##### Available data

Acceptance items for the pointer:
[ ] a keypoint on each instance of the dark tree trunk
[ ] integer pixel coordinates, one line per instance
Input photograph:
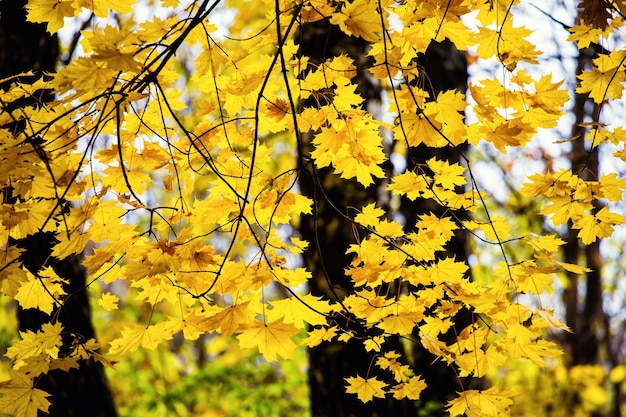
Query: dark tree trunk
(80, 392)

##########

# Short problem:
Revise the material above by changing every "dark tree trunk" to "shaded tree trunk" and keeping everything else the same. Omit the pictures from your version.

# Correct answer:
Acceptance items for the pointer:
[ ] a keypoint on each instance of the shaded tree trunk
[ ] integer pixel coordinates, one line per instance
Input photograph:
Query: shaded tree trunk
(80, 392)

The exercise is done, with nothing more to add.